> _Consigna_
Extrae del material de abajo cada línea que contenga la palabra "locomotive" y cópiala completa.

> _Material_
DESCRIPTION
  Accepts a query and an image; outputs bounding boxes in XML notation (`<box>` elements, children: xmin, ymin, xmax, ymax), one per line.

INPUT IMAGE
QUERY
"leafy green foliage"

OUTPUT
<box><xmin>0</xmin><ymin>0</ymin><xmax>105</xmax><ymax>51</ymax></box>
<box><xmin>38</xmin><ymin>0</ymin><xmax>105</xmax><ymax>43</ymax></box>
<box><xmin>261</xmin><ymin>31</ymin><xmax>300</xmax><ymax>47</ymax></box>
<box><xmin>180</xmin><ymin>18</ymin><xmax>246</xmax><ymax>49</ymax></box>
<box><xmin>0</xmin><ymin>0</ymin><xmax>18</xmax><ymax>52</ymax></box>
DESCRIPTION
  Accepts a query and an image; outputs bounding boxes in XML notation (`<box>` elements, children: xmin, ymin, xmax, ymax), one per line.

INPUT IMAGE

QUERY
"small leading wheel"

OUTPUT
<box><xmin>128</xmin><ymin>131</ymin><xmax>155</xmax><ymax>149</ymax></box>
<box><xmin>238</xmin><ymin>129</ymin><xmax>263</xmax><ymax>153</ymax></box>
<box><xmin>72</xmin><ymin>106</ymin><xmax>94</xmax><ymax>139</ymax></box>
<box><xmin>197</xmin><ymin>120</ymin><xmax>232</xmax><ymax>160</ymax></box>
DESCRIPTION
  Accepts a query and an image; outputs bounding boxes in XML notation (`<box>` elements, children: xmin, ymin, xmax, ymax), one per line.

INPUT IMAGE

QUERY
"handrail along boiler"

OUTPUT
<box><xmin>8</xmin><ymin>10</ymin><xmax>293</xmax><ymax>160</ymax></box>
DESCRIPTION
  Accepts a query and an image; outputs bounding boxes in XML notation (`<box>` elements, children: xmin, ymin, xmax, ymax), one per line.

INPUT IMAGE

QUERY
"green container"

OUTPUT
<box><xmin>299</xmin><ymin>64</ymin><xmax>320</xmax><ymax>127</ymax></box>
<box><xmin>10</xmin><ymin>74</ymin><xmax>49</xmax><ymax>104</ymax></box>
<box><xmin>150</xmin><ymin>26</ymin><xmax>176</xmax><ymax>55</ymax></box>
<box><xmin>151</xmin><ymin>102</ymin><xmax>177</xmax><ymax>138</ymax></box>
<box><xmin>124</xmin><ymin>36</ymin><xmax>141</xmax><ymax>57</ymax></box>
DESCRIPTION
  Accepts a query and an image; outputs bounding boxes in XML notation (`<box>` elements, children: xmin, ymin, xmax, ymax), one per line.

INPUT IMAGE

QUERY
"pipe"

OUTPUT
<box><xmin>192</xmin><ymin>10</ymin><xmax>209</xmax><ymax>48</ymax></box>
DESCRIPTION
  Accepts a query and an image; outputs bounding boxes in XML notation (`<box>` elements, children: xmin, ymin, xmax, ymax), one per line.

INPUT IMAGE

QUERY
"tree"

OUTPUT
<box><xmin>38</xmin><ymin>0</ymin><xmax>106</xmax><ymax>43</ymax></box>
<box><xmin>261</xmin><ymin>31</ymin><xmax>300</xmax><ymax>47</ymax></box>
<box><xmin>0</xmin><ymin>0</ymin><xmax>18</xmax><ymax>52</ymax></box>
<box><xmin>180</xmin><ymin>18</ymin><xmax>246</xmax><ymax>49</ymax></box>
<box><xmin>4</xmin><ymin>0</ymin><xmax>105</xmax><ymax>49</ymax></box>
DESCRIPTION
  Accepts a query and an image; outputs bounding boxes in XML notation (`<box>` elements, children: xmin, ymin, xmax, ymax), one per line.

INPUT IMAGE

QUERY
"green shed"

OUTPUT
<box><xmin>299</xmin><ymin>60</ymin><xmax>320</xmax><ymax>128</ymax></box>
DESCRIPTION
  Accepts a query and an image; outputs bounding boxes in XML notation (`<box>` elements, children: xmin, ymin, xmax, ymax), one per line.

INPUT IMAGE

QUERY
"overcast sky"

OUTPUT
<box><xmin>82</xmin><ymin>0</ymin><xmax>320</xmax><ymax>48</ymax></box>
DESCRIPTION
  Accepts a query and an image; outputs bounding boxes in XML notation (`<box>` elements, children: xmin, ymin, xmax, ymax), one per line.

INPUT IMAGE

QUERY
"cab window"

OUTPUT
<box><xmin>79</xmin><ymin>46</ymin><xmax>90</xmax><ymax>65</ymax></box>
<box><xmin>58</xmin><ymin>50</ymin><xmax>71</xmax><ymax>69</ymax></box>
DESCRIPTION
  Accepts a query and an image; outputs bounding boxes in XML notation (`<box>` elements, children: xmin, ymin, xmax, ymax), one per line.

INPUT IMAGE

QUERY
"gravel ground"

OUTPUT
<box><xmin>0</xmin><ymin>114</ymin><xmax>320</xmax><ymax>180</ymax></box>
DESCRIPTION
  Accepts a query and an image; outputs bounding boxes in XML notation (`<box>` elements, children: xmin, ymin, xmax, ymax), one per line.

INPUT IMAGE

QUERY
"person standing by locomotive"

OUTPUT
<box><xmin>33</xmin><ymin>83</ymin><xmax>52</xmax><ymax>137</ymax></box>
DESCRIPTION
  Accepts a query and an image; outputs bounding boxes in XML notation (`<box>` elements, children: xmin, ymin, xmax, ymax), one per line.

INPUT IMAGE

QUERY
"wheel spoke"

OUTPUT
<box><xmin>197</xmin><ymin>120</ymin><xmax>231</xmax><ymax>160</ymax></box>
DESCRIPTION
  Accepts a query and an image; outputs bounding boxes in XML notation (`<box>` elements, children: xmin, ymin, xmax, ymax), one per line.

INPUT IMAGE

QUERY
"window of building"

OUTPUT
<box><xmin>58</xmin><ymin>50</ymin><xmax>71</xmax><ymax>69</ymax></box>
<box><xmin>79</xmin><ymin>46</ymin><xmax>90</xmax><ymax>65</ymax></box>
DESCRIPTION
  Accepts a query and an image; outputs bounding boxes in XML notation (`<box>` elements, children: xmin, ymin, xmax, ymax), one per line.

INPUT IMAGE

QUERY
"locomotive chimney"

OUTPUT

> _Respuesta_
"person standing by locomotive"
"locomotive chimney"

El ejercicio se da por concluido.